▶ [Task brief] Leaving every picture out, repeat all of the entries below exactly.

Referring expression data:

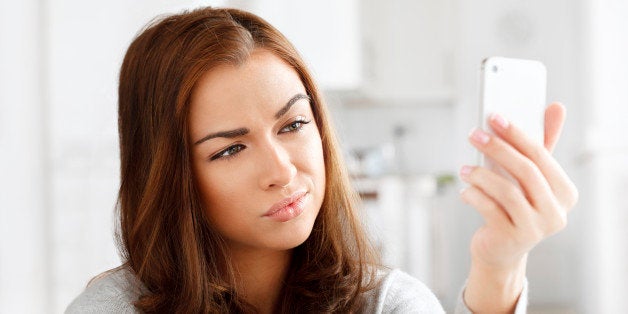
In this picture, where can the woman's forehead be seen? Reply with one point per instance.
(257, 87)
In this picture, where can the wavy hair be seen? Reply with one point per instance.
(163, 235)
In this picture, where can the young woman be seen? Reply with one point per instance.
(234, 198)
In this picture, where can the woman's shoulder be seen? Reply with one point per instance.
(398, 292)
(113, 291)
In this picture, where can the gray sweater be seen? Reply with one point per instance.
(398, 292)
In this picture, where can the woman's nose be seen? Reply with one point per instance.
(277, 168)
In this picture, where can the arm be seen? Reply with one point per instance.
(516, 217)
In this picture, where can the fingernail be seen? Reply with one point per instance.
(479, 136)
(465, 171)
(500, 121)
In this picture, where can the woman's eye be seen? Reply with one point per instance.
(294, 126)
(229, 152)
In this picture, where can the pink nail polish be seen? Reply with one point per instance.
(500, 121)
(479, 136)
(465, 171)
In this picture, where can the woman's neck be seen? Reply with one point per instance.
(260, 276)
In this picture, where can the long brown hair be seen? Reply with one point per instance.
(163, 235)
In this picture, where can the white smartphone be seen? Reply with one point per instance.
(515, 89)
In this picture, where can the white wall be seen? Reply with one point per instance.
(23, 147)
(605, 156)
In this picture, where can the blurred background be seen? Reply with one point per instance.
(401, 78)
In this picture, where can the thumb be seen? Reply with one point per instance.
(554, 120)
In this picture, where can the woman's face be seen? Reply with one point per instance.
(256, 153)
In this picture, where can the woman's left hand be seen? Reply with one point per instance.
(516, 217)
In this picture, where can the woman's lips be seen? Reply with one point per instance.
(288, 208)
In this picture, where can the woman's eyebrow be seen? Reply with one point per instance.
(244, 131)
(227, 134)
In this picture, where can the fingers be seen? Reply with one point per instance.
(496, 198)
(519, 166)
(510, 135)
(502, 204)
(554, 120)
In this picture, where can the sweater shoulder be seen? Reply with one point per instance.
(398, 292)
(111, 292)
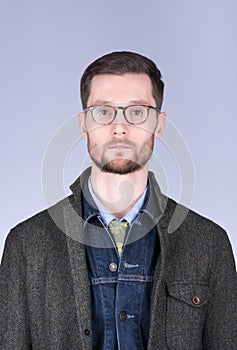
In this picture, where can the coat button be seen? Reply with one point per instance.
(87, 332)
(113, 267)
(196, 300)
(123, 316)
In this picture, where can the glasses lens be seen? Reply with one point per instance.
(103, 114)
(136, 114)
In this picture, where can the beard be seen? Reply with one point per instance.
(121, 164)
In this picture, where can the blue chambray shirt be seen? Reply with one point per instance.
(106, 216)
(121, 286)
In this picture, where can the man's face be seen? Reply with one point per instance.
(120, 147)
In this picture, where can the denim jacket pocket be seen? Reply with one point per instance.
(185, 315)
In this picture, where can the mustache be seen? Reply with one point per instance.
(121, 141)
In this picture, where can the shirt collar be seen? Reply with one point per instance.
(107, 216)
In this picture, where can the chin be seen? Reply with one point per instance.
(121, 166)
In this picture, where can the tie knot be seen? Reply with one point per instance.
(118, 230)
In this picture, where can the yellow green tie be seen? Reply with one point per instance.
(118, 230)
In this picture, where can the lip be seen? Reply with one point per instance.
(120, 146)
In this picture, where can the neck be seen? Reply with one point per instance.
(118, 193)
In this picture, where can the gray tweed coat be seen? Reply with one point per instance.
(45, 292)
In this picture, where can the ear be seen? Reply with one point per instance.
(82, 123)
(160, 125)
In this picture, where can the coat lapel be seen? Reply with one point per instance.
(76, 249)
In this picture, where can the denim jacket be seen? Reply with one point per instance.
(121, 286)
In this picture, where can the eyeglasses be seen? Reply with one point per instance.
(134, 114)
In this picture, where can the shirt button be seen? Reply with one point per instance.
(87, 332)
(113, 267)
(123, 316)
(196, 300)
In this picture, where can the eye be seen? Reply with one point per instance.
(103, 114)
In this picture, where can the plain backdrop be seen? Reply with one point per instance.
(45, 47)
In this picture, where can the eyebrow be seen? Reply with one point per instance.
(108, 103)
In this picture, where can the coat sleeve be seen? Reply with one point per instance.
(14, 326)
(221, 321)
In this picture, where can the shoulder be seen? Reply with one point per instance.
(187, 227)
(41, 228)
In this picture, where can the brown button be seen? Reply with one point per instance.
(123, 316)
(87, 332)
(113, 267)
(196, 300)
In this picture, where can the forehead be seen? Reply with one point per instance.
(121, 88)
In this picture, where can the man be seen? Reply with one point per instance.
(102, 269)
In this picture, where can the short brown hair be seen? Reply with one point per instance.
(119, 63)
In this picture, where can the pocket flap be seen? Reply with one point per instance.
(195, 295)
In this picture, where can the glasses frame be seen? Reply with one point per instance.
(116, 108)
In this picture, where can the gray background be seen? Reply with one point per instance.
(46, 45)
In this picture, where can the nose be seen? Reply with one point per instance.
(119, 124)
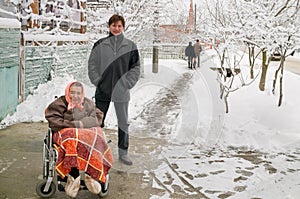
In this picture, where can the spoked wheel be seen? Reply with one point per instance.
(45, 194)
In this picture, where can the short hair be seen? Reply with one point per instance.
(116, 18)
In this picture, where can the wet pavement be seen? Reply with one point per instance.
(154, 173)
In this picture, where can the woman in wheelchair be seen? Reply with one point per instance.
(75, 122)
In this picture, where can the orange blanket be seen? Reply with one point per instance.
(85, 149)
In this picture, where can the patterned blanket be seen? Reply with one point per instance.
(85, 149)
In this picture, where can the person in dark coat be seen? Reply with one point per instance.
(190, 53)
(197, 49)
(114, 68)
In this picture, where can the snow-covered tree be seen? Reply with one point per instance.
(263, 26)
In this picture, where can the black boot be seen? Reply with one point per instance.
(123, 157)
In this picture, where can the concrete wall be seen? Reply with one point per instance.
(9, 67)
(43, 63)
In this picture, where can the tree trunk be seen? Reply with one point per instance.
(265, 65)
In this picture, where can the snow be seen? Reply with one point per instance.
(9, 23)
(208, 148)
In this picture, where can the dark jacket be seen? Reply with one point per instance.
(189, 50)
(114, 68)
(59, 117)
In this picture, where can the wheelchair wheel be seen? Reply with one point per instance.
(40, 189)
(103, 193)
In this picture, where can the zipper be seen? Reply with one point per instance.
(115, 46)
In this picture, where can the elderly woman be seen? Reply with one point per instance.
(79, 140)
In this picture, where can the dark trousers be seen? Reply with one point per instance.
(121, 109)
(198, 59)
(190, 61)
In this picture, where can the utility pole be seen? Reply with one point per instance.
(156, 39)
(195, 17)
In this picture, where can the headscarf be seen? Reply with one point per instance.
(67, 95)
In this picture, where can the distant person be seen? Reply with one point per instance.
(197, 49)
(190, 53)
(114, 68)
(79, 140)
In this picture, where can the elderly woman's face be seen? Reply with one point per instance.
(116, 28)
(75, 94)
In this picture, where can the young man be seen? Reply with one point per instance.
(114, 68)
(190, 53)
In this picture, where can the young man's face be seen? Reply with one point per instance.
(116, 28)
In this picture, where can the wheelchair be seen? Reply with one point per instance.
(51, 181)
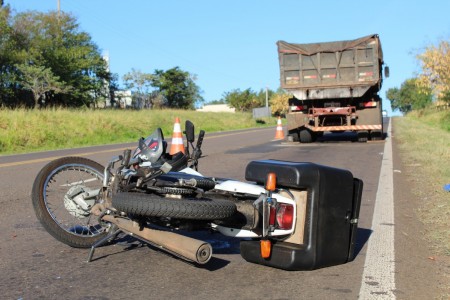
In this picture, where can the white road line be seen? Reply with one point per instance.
(378, 280)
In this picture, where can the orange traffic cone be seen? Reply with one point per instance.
(177, 139)
(279, 135)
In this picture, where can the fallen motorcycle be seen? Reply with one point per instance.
(289, 215)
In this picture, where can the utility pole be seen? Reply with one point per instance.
(267, 96)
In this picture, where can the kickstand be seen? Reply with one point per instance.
(112, 234)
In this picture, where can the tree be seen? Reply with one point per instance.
(54, 42)
(435, 75)
(409, 96)
(140, 83)
(177, 87)
(40, 80)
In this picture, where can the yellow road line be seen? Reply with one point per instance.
(38, 160)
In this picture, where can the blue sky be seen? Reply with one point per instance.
(231, 44)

▶ [Solution]
In this picture, where can the woman's forehead be seen? Reply with one point per instance.
(257, 87)
In this picture, where can the wavy hair be seen? Reply with one point per instance.
(163, 235)
In this picture, where can the young woman be seen? Reply with one point per instance.
(234, 198)
In this picture, where can the woman's shoulder be seen? Reply with one point per instance.
(398, 292)
(113, 291)
In this picture, where can the gray sweater be seen? Reply with one point per instance.
(398, 292)
In this picture, where can the woman's nose be seen? Reply with one point per instance.
(277, 168)
In this picture, where can the arm be seen? Reply with one point per instance.
(516, 217)
In this picture, where can the fingernail be seen? Reply with one point per instance.
(479, 136)
(465, 171)
(500, 121)
In this picture, where can the woman's eye be seen? Reply with one point per instance.
(294, 126)
(229, 152)
In this picture, where can the pink nail polish be seen? Reply with one point per instance.
(500, 121)
(479, 136)
(465, 171)
In this picture, where can the woman's neck be seen? Reply with one point per instance.
(260, 276)
In this picture, where can the long brown hair be seen? Reply with one point per instance.
(163, 235)
In this picture, where can the white smartphone be seen? Reply with one point per instance.
(515, 89)
In this picture, where can the white wall be seen? Reply with one point per instance.
(23, 147)
(605, 156)
In this picture, where can the blurred background be seen? Reply with one point per instance.
(401, 78)
In this picture, where can the thumb be seen? Reply with one point per instance.
(554, 120)
In this picture, where can the woman's face be seen? Reply with one point per instance.
(256, 153)
In this picture, where can the woman's left hand be seen? Reply with one point per instance.
(516, 217)
In this picture, where can the woman's lips be seen? Reply with one point per instance.
(288, 208)
In this picture, where can the woman's eyebrow be seen? Reply with one point per instance.
(244, 131)
(227, 134)
In this picture, where can the fingers be seen? Reply with one point per instance.
(496, 198)
(519, 166)
(510, 135)
(502, 204)
(554, 120)
In this picture, where can the sweater shoulder be seen? Reply with one point per instance.
(398, 292)
(111, 292)
In this picture, where can the coat button be seen? Reply with one point per instance.
(87, 332)
(113, 267)
(196, 300)
(123, 316)
In this picture, where can the glasses lens be seen? Reply with one point per instance.
(103, 114)
(136, 114)
In this picture, where can the beard be seen? Reply with one point per instance.
(121, 164)
In this picture, where can the blue chambray shirt be seen? Reply with one point per instance.
(106, 216)
(121, 286)
In this picture, where can the man's face be seen? Reply with one point per instance.
(120, 147)
In this picture, where can the denim jacket pocket be seen? Reply with one point per instance.
(185, 315)
In this picture, where can the mustache be seen? Reply with one point per instance.
(121, 141)
In this picture, where can the shirt collar be seen? Reply with one point per instance.
(107, 216)
In this picture, where can the chin be seen? Reply with one point per instance.
(121, 166)
In this picture, where can the tie knot be seen? Reply with one point per instance.
(118, 230)
In this picture, where can the yellow green tie be seen? Reply with one point per instance.
(118, 230)
In this picture, where can the lip be seen? Reply with one point per instance.
(120, 146)
In this picture, where can the neck be seen? Reply with one point per instance.
(118, 193)
In this picture, where can the gray tweed coat be seen? Reply with one point per instance.
(45, 292)
In this picture, where can the ear be seen? Reply with one point per instance.
(82, 123)
(160, 125)
In this picture, where can the coat lapel be seen? Reply with one point per instance.
(76, 249)
In this picture, where can the denim jacket be seen? Reply with one point per instance.
(121, 286)
In this picture, where can the eyeglasses be seen? Reply with one point per instance.
(134, 114)
In this picture, where can the shirt button be seen? Reply with one point per instance.
(87, 332)
(113, 267)
(123, 316)
(196, 300)
In this picture, where can the eye be seen? Reply with one point per instance.
(103, 114)
In this picture, where can the plain backdrop be seen? Reply with one point per instance.
(45, 47)
In this picture, where can the eyebrow be seen? Reply with one point per instance.
(108, 103)
In this picture, where can the coat sleeve be seen? Reply with one point per instance.
(14, 326)
(221, 321)
In this picture, where can the shoulder be seen? Reply with one point per instance.
(187, 227)
(41, 228)
In this picture, where can the brown button be seen? Reply with one point per instance.
(123, 316)
(87, 332)
(113, 267)
(196, 300)
In this picture, where can the forehead be seen? Reply with one point per instance.
(121, 88)
In this picture, where can the man be seen? Reply with one point per instance.
(102, 269)
In this picture, where can the short brown hair be seen? Reply with one point per instance.
(119, 63)
In this picture, where can the pocket flap be seen? Reply with one point per instance.
(195, 295)
In this picture, where can the glasses frame be seen? Reply with one point per instance.
(116, 108)
In this picture, where can the gray background be seen? Reply with one point per instance.
(46, 45)
In this picture, where can the nose be seen? Reply with one point per instance.
(119, 124)
In this picture, where can the spoked wheel be seen? Reply with one point per instance.
(45, 194)
In this picture, where can the short hair be seen? Reply with one point per instance.
(116, 18)
In this picture, where can the wet pavement be seen? Reply with one point per instance.
(154, 173)
In this picture, where can the woman in wheelchair be seen? Reply with one point per instance.
(75, 122)
In this picture, where can the orange blanket be seen? Reply with one point per instance.
(85, 149)
In this picture, where can the patterned blanket be seen? Reply with one point per instance.
(85, 149)
In this picture, where can the person in dark coat be seen? Reply with one point per instance.
(190, 53)
(197, 49)
(114, 68)
In this picture, where can the snow-covered tree be seen? Reply with one point per instance.
(263, 26)
In this picture, where can the black boot be seen? Reply with one point per instance.
(123, 157)
In this picture, where can the concrete wall be seen? Reply with one point per instance.
(9, 67)
(43, 63)
In this picture, where can the tree trunk be seen? Reply with one point per instance.
(265, 65)
In this picture, where can the snow be seen? Reply with one point per instance.
(9, 23)
(208, 148)
In this picture, where can the dark jacket be seen? Reply with one point per instance.
(189, 50)
(114, 68)
(59, 117)
In this picture, where can the wheelchair wheel be seen? Reply with one point per instance.
(40, 189)
(103, 193)
In this picture, where can the zipper be seen? Reply with one point per instance.
(115, 46)
In this picture, where can the elderly woman be seen? Reply with one point per instance.
(79, 140)
In this picture, where can the dark trousers be seen? Reply with one point per instance.
(121, 109)
(198, 59)
(190, 61)
In this picture, where can the utility pole be seen? Reply with one point per instance.
(156, 39)
(195, 17)
In this picture, where can the headscarf be seen? Reply with one point per instance.
(67, 95)
In this picture, where can the distant person be seen? Reply with one point per instance.
(197, 49)
(190, 53)
(114, 68)
(79, 140)
In this picture, where can the elderly woman's face be seen? Reply with one point per instance.
(116, 28)
(75, 94)
In this picture, where can the young man be seen? Reply with one point per instance.
(114, 68)
(190, 53)
In this picture, where can the young man's face be seen? Reply with one point per instance.
(116, 28)
In this picture, where can the wheelchair be seen? Reply with one point per instance.
(51, 181)
In this picture, where can the white road line be seen? Reply with one point per instance.
(378, 280)
In this picture, where can the orange traffic cone be seen? Reply with one point per instance.
(177, 139)
(279, 135)
In this picture, where can the fallen motorcycle be seen? Reply with one point per instance.
(289, 215)
In this picture, where can the utility pole be seen? Reply with one point per instance.
(267, 96)
In this picture, where can the kickstand be seen? Reply with one point per instance.
(112, 234)
In this picture, where can the tree be seen? Reply with one point per instance.
(54, 42)
(435, 75)
(409, 96)
(140, 83)
(177, 87)
(40, 80)
In this picture, where can the yellow road line be seen? Reply with one point per instance.
(38, 160)
In this picture, where can the blue sky be seen? Reply with one point per instance.
(231, 44)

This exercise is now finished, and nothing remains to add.